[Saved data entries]
▶
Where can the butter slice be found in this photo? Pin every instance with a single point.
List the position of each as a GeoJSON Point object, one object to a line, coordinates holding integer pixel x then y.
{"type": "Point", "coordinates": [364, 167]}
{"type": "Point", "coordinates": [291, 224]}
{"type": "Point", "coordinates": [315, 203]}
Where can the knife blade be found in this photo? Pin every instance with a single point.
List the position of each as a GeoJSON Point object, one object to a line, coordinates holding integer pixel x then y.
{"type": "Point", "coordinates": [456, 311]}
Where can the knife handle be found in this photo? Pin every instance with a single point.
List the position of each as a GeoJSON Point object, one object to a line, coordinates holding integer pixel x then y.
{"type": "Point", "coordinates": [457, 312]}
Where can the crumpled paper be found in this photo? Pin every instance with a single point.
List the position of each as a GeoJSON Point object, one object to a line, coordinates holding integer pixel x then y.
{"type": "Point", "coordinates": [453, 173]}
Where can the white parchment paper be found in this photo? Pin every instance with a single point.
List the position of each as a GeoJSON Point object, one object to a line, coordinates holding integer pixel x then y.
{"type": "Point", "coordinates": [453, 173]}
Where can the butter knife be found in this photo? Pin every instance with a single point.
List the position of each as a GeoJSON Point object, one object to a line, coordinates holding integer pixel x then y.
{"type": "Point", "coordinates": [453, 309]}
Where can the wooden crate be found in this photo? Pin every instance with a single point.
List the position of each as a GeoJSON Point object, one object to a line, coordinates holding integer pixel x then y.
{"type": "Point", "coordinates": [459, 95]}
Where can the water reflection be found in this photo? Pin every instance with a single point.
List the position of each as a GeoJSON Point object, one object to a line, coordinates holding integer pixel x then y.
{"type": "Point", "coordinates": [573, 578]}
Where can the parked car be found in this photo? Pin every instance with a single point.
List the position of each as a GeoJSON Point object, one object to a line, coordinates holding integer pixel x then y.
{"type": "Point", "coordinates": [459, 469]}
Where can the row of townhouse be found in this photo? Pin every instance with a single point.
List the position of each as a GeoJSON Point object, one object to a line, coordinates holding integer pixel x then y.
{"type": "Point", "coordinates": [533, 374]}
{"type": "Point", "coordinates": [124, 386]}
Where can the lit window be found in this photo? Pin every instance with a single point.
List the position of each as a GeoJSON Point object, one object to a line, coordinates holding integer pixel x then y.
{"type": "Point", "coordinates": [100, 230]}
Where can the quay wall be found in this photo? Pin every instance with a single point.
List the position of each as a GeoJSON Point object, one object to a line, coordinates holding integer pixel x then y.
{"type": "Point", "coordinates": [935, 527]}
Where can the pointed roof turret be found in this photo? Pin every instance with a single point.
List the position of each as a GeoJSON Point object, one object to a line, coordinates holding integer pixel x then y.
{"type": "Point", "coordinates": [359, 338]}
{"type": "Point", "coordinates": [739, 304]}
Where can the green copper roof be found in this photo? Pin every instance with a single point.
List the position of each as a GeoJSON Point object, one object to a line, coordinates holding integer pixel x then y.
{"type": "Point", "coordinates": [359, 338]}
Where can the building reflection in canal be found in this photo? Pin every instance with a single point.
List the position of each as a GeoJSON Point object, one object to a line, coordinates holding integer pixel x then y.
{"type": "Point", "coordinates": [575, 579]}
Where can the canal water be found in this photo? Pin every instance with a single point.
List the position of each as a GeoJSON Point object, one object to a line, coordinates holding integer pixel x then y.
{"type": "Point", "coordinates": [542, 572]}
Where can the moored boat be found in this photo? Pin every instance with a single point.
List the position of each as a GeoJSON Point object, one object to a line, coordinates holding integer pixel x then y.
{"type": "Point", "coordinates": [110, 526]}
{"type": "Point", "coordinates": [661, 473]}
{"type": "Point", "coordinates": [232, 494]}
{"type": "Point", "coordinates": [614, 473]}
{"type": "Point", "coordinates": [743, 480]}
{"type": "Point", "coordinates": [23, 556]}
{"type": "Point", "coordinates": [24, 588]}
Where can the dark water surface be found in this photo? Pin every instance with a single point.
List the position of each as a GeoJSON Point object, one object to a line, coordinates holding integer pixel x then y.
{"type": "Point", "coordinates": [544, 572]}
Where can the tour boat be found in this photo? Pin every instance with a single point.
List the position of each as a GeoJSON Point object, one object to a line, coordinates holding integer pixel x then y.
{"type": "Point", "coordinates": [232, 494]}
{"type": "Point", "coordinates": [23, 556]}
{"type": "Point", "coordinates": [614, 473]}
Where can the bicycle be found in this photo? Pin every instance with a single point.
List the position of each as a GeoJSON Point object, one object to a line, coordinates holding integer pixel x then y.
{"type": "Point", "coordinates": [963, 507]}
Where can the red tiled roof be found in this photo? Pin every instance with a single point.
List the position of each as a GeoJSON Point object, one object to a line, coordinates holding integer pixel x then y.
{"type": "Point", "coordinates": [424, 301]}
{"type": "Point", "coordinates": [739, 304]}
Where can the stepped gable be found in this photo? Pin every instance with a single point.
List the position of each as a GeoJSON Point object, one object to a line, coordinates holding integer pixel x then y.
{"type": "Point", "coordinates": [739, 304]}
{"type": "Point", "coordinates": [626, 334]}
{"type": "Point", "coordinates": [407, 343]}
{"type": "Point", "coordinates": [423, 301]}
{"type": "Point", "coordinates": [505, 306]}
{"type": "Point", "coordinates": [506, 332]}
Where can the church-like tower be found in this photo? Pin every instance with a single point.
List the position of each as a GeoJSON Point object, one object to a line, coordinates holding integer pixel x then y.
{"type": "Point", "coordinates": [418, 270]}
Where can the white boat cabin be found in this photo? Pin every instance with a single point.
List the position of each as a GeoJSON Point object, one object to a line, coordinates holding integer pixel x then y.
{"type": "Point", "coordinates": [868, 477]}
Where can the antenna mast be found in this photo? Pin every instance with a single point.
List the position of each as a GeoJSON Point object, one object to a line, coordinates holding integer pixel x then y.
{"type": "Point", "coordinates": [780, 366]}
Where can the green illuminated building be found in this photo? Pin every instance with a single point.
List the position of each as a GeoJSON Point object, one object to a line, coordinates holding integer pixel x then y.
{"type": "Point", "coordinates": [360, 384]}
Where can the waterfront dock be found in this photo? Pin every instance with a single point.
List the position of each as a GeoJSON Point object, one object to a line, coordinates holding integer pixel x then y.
◀
__Work instructions__
Complete, exact output of the records is expected.

__Response box__
Where can the butter slice be found in this photo? Pin every instance with a single point.
List the position of each as a GeoJSON Point object, one object to a line, coordinates holding integer pixel x then y.
{"type": "Point", "coordinates": [364, 167]}
{"type": "Point", "coordinates": [291, 224]}
{"type": "Point", "coordinates": [315, 203]}
Where can the knife blade be found in this photo? Pin every instance with a single point.
List the position of each as a GeoJSON Point object, one object to a line, coordinates holding integer pixel x then y.
{"type": "Point", "coordinates": [456, 311]}
Where can the knife handle be found in this photo? Pin every instance with a single point.
List the position of each as a GeoJSON Point object, one object to a line, coordinates holding integer pixel x then y.
{"type": "Point", "coordinates": [457, 312]}
Where can the crumpled paper be found in this photo? Pin every instance with a single point.
List the position of each as a GeoJSON Point object, one object to a line, coordinates holding integer pixel x then y.
{"type": "Point", "coordinates": [453, 173]}
Where can the white parchment paper be found in this photo? Pin every instance with a single point.
List the position of each as a GeoJSON Point object, one object to a line, coordinates holding integer pixel x then y.
{"type": "Point", "coordinates": [453, 173]}
Where can the butter knife be found in this photo? Pin every instance with a single point.
List the position of each as a GeoJSON Point object, one object to a line, coordinates holding integer pixel x then y.
{"type": "Point", "coordinates": [453, 309]}
Where can the wooden crate be found in this photo? Pin every instance with a single point.
List the position of each as a GeoJSON Point object, one object to a line, coordinates holding integer pixel x then y.
{"type": "Point", "coordinates": [459, 95]}
Where can the water reflection be found in this photo? Pin every instance with a single point.
List the position of each as a GeoJSON Point object, one object to a line, coordinates holding integer pixel x then y.
{"type": "Point", "coordinates": [573, 578]}
Where can the parked car be found in this photo? Pin every instance with a single point.
List the position of each as a GeoJSON Point object, one object to a line, coordinates holding integer pixel x then y.
{"type": "Point", "coordinates": [459, 469]}
Where can the row of townhouse be found in this photo? Pin every instance with a single point.
List the position of each as a GeoJSON Point object, one object to a line, coordinates holding integer pixel x then y.
{"type": "Point", "coordinates": [533, 374]}
{"type": "Point", "coordinates": [124, 386]}
Where can the lit window be found in this photo? Pin every instance with a single point.
List the position of each as a GeoJSON Point object, one object to a line, coordinates holding integer pixel x then y.
{"type": "Point", "coordinates": [100, 230]}
Where can the quay wall be found in this photo? Pin every instance with a single point.
List the position of each as a GeoJSON Point object, one object to a line, coordinates holding integer pixel x then y.
{"type": "Point", "coordinates": [935, 527]}
Where can the pointed roof turret be found in this photo? Pin every instance with a single point.
List the position of each as a GeoJSON Point object, one object to a line, coordinates holding integer pixel x then y.
{"type": "Point", "coordinates": [359, 338]}
{"type": "Point", "coordinates": [739, 304]}
Where can the green copper roof be found in this photo? Pin every instance with a single point.
List the position of each as a GeoJSON Point object, one object to a line, coordinates holding integer pixel x then y.
{"type": "Point", "coordinates": [359, 338]}
Where can the building reflection in canal be found in this photo? Pin every instance with a single point.
List the position of each as a GeoJSON Point object, one object to a line, coordinates holding integer pixel x then y.
{"type": "Point", "coordinates": [575, 579]}
Where can the canal water be found in this photo? Pin every instance with a single point.
List the position of each as a GeoJSON Point object, one object to a line, coordinates holding integer pixel x then y.
{"type": "Point", "coordinates": [542, 572]}
Where can the moored boat be found in this photo? Pin every instance with a single point.
List the position of each as a GeoJSON Point object, one object to a line, coordinates holding integer pixel x then y.
{"type": "Point", "coordinates": [110, 526]}
{"type": "Point", "coordinates": [661, 473]}
{"type": "Point", "coordinates": [232, 494]}
{"type": "Point", "coordinates": [614, 473]}
{"type": "Point", "coordinates": [743, 480]}
{"type": "Point", "coordinates": [23, 556]}
{"type": "Point", "coordinates": [24, 588]}
Where can the dark water surface be found in this photo? Pin every instance with a single point.
List the position of each as a GeoJSON Point object, one object to a line, coordinates holding integer pixel x then y.
{"type": "Point", "coordinates": [544, 572]}
Where can the tour boat be found in this photo? Pin every instance with a single point.
List the position of each as a GeoJSON Point object, one object to a line, coordinates holding integer pixel x then y.
{"type": "Point", "coordinates": [232, 494]}
{"type": "Point", "coordinates": [23, 556]}
{"type": "Point", "coordinates": [614, 473]}
Where can the bicycle be found in this photo? Pin every instance with a single point.
List the position of each as a GeoJSON Point object, one object to a line, coordinates holding integer pixel x then y.
{"type": "Point", "coordinates": [963, 507]}
Where can the red tiled roof be found in this photo? Pin every instance with a single point.
List the position of each as a GeoJSON Point object, one object to a line, coordinates holding integer pixel x then y.
{"type": "Point", "coordinates": [424, 301]}
{"type": "Point", "coordinates": [739, 304]}
Where can the stepped gable be found in this photo? Pin every instance with a single point.
List the position of each as a GeoJSON Point object, one object to a line, coordinates holding integer pixel x then y.
{"type": "Point", "coordinates": [739, 304]}
{"type": "Point", "coordinates": [626, 334]}
{"type": "Point", "coordinates": [407, 343]}
{"type": "Point", "coordinates": [423, 301]}
{"type": "Point", "coordinates": [505, 306]}
{"type": "Point", "coordinates": [506, 332]}
Where can the church-like tower be found in this photo? Pin every instance with a single point.
List the position of each as a GeoJSON Point object, one object to a line, coordinates holding integer pixel x then y.
{"type": "Point", "coordinates": [418, 270]}
Where can the white boat cabin be found in this photo? Pin every instance with a single point.
List the position of each as a GeoJSON Point object, one object to a line, coordinates holding integer pixel x then y.
{"type": "Point", "coordinates": [868, 477]}
Where can the antenna mast be found in this photo? Pin every instance with a single point.
List the position of each as a GeoJSON Point object, one object to a line, coordinates holding integer pixel x then y.
{"type": "Point", "coordinates": [780, 366]}
Where can the green illuminated building be found in this photo? Pin every instance with a single point.
List the position of each as a GeoJSON Point object, one object to a line, coordinates holding integer pixel x then y.
{"type": "Point", "coordinates": [360, 384]}
Where can the waterfront dock be found in this photo? Pin every instance with a single point.
List the position of each as a GeoJSON Point object, one object to a line, coordinates holding integer pixel x then y.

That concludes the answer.